*DIRECTIVE:* Reproduce the lines below, starting with the line that contains "Shot-chart prep: mark the grass" and continuing through the last line of the records.

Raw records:
——
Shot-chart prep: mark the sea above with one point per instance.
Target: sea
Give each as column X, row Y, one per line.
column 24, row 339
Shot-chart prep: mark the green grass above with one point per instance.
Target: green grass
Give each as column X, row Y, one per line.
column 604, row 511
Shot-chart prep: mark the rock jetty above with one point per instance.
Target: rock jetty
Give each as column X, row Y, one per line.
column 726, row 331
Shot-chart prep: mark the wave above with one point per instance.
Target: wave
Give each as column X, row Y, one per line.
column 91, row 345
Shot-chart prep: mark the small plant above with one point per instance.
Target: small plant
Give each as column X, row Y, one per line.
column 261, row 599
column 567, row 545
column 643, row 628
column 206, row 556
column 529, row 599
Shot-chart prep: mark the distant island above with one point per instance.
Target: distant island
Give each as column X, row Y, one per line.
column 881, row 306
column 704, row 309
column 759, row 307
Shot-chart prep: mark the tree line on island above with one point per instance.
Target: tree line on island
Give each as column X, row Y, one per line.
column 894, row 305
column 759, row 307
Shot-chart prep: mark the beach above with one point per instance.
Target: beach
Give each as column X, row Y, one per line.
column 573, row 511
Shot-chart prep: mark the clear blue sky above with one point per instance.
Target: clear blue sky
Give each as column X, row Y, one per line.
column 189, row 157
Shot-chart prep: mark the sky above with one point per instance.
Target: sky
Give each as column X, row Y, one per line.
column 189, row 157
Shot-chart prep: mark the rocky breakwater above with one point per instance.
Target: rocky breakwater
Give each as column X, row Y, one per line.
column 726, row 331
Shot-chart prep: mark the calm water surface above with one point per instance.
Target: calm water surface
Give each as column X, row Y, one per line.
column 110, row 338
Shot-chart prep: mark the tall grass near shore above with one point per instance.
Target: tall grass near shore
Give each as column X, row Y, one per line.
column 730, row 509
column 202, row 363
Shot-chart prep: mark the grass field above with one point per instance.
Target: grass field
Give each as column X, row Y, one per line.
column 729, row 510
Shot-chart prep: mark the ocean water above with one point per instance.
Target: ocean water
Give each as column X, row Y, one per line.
——
*THE SOLUTION:*
Shot-chart prep: mark the grass field above with one point per instance.
Target: grass field
Give each as column X, row Y, one per line.
column 729, row 510
Shot-chart prep: mark the ocean water above with one point per instance.
Target: ocean water
Give each as column X, row Y, one per line.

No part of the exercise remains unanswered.